Output verbatim the line with "Target: black door handle" together with every line beneath it, ending at the last line of the entries.
>>>>>
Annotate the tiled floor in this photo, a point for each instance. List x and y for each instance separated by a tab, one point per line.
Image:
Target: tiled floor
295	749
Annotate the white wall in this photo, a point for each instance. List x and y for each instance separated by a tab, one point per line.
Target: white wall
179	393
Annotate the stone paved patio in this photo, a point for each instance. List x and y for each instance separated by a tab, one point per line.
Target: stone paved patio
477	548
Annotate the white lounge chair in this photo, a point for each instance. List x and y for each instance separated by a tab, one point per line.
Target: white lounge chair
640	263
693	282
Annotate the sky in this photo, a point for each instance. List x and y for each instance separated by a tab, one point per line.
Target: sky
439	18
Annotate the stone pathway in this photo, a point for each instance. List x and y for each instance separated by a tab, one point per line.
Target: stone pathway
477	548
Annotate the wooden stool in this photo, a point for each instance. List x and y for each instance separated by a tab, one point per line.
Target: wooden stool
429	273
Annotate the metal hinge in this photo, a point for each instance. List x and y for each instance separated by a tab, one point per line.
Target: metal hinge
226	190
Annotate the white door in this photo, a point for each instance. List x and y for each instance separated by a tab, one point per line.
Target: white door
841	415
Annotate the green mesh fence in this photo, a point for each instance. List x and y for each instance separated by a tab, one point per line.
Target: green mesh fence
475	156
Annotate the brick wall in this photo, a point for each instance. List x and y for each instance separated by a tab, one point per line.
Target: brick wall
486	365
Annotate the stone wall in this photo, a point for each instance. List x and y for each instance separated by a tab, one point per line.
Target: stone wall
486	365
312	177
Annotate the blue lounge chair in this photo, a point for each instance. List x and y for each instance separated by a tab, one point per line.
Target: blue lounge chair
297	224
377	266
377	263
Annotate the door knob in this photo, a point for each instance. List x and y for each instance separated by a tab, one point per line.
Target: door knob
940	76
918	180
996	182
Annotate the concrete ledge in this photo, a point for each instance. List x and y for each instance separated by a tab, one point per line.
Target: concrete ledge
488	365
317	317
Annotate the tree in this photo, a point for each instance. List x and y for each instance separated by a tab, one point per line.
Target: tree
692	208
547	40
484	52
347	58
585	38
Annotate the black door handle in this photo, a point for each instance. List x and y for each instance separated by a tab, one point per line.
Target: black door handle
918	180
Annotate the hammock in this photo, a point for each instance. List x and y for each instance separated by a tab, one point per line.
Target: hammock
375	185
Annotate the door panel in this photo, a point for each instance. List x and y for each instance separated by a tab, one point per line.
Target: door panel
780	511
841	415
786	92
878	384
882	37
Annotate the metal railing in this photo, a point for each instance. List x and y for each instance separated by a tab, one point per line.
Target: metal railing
<<<<<
● Response box
Target: black door handle
918	180
Annotate the hammock in this photo, a point for each instance. List x and y for each instance separated by a tab, one point per line.
Target: hammock
375	185
Annotate the door panel in this photo, a point for each instance. List x and y for each instance separated by a tab, one point per line.
Target: door panel
780	511
841	415
786	92
878	384
882	37
Annotate the metal railing in this photo, a point for each instance. List x and y for each instance separated by a tab, one point per line.
Target: metal railing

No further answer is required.